**JOB:** Give a verbatim copy of the lines below, minus the pictures.

————

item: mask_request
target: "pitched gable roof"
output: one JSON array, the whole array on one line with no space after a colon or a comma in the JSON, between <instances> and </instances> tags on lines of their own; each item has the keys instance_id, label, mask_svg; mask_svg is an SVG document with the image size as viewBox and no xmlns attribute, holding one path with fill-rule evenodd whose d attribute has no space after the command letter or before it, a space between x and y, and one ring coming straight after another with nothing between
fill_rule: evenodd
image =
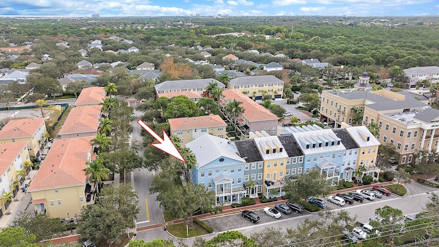
<instances>
[{"instance_id":1,"label":"pitched gable roof","mask_svg":"<svg viewBox=\"0 0 439 247\"><path fill-rule=\"evenodd\" d=\"M220 157L226 157L238 162L245 163L237 153L233 145L228 140L204 134L186 144L197 158L195 167L200 169Z\"/></svg>"},{"instance_id":2,"label":"pitched gable roof","mask_svg":"<svg viewBox=\"0 0 439 247\"><path fill-rule=\"evenodd\" d=\"M32 137L44 122L43 117L11 120L0 130L0 139Z\"/></svg>"},{"instance_id":3,"label":"pitched gable roof","mask_svg":"<svg viewBox=\"0 0 439 247\"><path fill-rule=\"evenodd\" d=\"M43 161L29 192L84 185L93 137L56 139Z\"/></svg>"},{"instance_id":4,"label":"pitched gable roof","mask_svg":"<svg viewBox=\"0 0 439 247\"><path fill-rule=\"evenodd\" d=\"M265 107L254 102L244 93L234 89L228 89L222 91L222 99L226 102L236 99L241 102L241 107L245 109L242 115L250 121L277 120L279 118Z\"/></svg>"},{"instance_id":5,"label":"pitched gable roof","mask_svg":"<svg viewBox=\"0 0 439 247\"><path fill-rule=\"evenodd\" d=\"M169 119L169 126L172 130L189 130L193 128L226 126L227 124L220 115L207 115L192 117Z\"/></svg>"},{"instance_id":6,"label":"pitched gable roof","mask_svg":"<svg viewBox=\"0 0 439 247\"><path fill-rule=\"evenodd\" d=\"M99 104L104 102L105 89L100 86L92 86L82 89L76 99L76 106Z\"/></svg>"},{"instance_id":7,"label":"pitched gable roof","mask_svg":"<svg viewBox=\"0 0 439 247\"><path fill-rule=\"evenodd\" d=\"M74 107L64 122L59 134L85 133L97 131L102 106Z\"/></svg>"}]
</instances>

————

**COMPLETED TASK:**
item: mask_request
target: "pitched gable roof"
output: one JSON array, the whole array on one line with no space after a colon or a comma in the JSON, between <instances> and </instances> tags on lines of their own; each item has the keys instance_id, label, mask_svg; mask_svg is an SVG document with the image size as viewBox and no xmlns attribute, holding one path with fill-rule evenodd whose d attribute has no space after the command letter or before it, a space between x and y, and one ring coming straight after another with nothing between
fill_rule: evenodd
image =
<instances>
[{"instance_id":1,"label":"pitched gable roof","mask_svg":"<svg viewBox=\"0 0 439 247\"><path fill-rule=\"evenodd\" d=\"M220 157L226 157L238 162L245 163L237 153L233 145L228 140L204 134L186 144L197 158L195 167L200 169Z\"/></svg>"},{"instance_id":2,"label":"pitched gable roof","mask_svg":"<svg viewBox=\"0 0 439 247\"><path fill-rule=\"evenodd\" d=\"M32 137L44 122L43 117L11 120L0 130L0 139Z\"/></svg>"},{"instance_id":3,"label":"pitched gable roof","mask_svg":"<svg viewBox=\"0 0 439 247\"><path fill-rule=\"evenodd\" d=\"M43 161L29 192L84 185L93 137L56 139Z\"/></svg>"},{"instance_id":4,"label":"pitched gable roof","mask_svg":"<svg viewBox=\"0 0 439 247\"><path fill-rule=\"evenodd\" d=\"M265 107L254 102L244 93L234 89L228 89L222 91L222 99L226 102L236 99L241 102L241 107L245 109L242 115L250 121L277 120L279 118Z\"/></svg>"},{"instance_id":5,"label":"pitched gable roof","mask_svg":"<svg viewBox=\"0 0 439 247\"><path fill-rule=\"evenodd\" d=\"M169 119L169 126L172 130L189 130L193 128L226 126L227 124L220 115L207 115L192 117Z\"/></svg>"},{"instance_id":6,"label":"pitched gable roof","mask_svg":"<svg viewBox=\"0 0 439 247\"><path fill-rule=\"evenodd\" d=\"M99 104L104 102L105 89L100 86L92 86L82 89L76 99L76 106Z\"/></svg>"},{"instance_id":7,"label":"pitched gable roof","mask_svg":"<svg viewBox=\"0 0 439 247\"><path fill-rule=\"evenodd\" d=\"M74 107L64 122L59 134L85 133L97 131L102 106Z\"/></svg>"}]
</instances>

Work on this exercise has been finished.